◆ SELECTED TEXT:
Posture Protect aims to help the posture of people with Parkinson’s and Multiple Sclerosis.

In a report this week here from Pittwire Health, part of the University of Pittsburgh, a pair of bio-engineering seniors have been building a posture device (Posture Protect). It aims to alert people with movement disorders like Parkinson’s Disease or Multiple Sclerosis (MS) when they’re holding poor posture. Poor posture can be a result of Parkinson’s Disease, and can cause more pain and more restricted movements, both of which are a problem with the disease anyway.

The vest-like device, Posture Protect, vibrates and shows a red light on the shoulder when people are bending forwards.

The project engineers Jacob Meadows and Tyler Bray hope to create a product that’s unobtrusive, preventing unwanted attention. Having obvious aids visible to other people is something that can really put people off from wearing useful aids. Just think about hearing aids – people are desperate to avoid being seen with large or clunky hearing aids, so Posture Protect has hit the nail on the head when it comes to easy adoption of their tool. I have to wonder though, sometimes, when we wear smartwatches to run that are obviously designed as smartwatches for running. Maybe it’s because people are keen to avoid drawing attention to disability whilst also being keen to show off that they can afford to spend on expensive gadgets for keeping fit. Who knows!

We think it’s a great idea. I’ve worked with people with Parkinson’s myself, using Alexander Technique to help improve their balance and capacity for movement. Posture is definitely a big issue for people with Parkinson’s Disease. Parkinson’s leaves some people paused in movement. They need an impetus to get going. The alerts from Posture Protect might prove helpful there too.

Anything that helps Parkinson’s sufferers to manage their posture better is going to make a positive difference to their quality of life.

Other gadgets not necessarily related to Parkinson’s, like the Upright Go 2 are becoming popular. They currently have some issues due to their need to be glued/attached to the body. Replacement stickers are proving to be a snag for some people, often because of sweat. Perhaps this move towards unobtrusive wearables will be positively received.

Certainly any moves forward to help Parkinson’s and MS sufferers should be popular amongst the community. And the Posture Protect looks like it would make an inexpensive tool easy to adopt and use.

In short we wish well and all the best to Tyler and Jacob. We hope they get a good stable production version out some time in the near future.

Hopefully it will prove a valuable and easy to use addition to current care methods for people with motor control issues. We’ll be sure to let you know!

[Natural-language object grounding data]
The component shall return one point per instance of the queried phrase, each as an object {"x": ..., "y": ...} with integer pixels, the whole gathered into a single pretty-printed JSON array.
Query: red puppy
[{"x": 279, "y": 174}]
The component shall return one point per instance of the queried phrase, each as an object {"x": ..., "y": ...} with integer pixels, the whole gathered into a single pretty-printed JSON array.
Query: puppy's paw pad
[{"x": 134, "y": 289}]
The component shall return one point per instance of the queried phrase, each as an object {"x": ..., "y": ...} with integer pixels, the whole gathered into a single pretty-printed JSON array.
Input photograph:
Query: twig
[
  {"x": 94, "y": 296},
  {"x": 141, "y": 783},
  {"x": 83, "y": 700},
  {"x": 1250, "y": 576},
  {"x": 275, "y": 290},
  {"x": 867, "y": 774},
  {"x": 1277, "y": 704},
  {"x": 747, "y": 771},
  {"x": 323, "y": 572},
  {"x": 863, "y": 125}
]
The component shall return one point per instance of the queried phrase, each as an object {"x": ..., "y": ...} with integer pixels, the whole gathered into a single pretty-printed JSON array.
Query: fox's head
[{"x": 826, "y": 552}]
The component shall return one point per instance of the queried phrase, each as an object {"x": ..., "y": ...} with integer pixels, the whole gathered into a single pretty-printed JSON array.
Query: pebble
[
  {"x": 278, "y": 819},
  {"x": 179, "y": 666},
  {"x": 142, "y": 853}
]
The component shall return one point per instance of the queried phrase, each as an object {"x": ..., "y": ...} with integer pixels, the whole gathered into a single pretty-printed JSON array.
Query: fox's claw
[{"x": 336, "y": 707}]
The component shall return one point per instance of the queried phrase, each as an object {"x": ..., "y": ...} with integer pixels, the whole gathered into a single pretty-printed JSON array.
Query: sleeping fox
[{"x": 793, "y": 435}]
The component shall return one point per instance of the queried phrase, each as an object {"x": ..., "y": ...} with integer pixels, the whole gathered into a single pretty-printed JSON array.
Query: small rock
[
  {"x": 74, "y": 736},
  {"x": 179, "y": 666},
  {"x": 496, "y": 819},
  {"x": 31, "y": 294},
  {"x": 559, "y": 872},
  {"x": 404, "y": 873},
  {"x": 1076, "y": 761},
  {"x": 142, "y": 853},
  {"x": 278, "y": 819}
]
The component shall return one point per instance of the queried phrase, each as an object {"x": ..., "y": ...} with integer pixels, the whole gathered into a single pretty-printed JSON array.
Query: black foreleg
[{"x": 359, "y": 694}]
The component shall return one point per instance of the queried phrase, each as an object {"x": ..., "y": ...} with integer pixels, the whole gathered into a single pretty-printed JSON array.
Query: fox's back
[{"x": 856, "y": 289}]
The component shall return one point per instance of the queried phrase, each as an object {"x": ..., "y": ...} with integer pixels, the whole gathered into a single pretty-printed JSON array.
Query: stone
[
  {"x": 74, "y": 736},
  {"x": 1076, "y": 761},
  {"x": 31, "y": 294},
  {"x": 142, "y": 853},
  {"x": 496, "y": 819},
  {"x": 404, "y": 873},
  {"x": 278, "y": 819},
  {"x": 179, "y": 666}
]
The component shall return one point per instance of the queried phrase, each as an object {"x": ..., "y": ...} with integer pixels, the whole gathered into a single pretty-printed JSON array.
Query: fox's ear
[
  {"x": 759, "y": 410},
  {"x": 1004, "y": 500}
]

◆ WORK TO COMPLETE: According to the article on Posture Protect, what does the device do when the wearer bends forward?

◆ RESULT FOR THIS EXERCISE: It vibrates and shows a red light on the shoulder.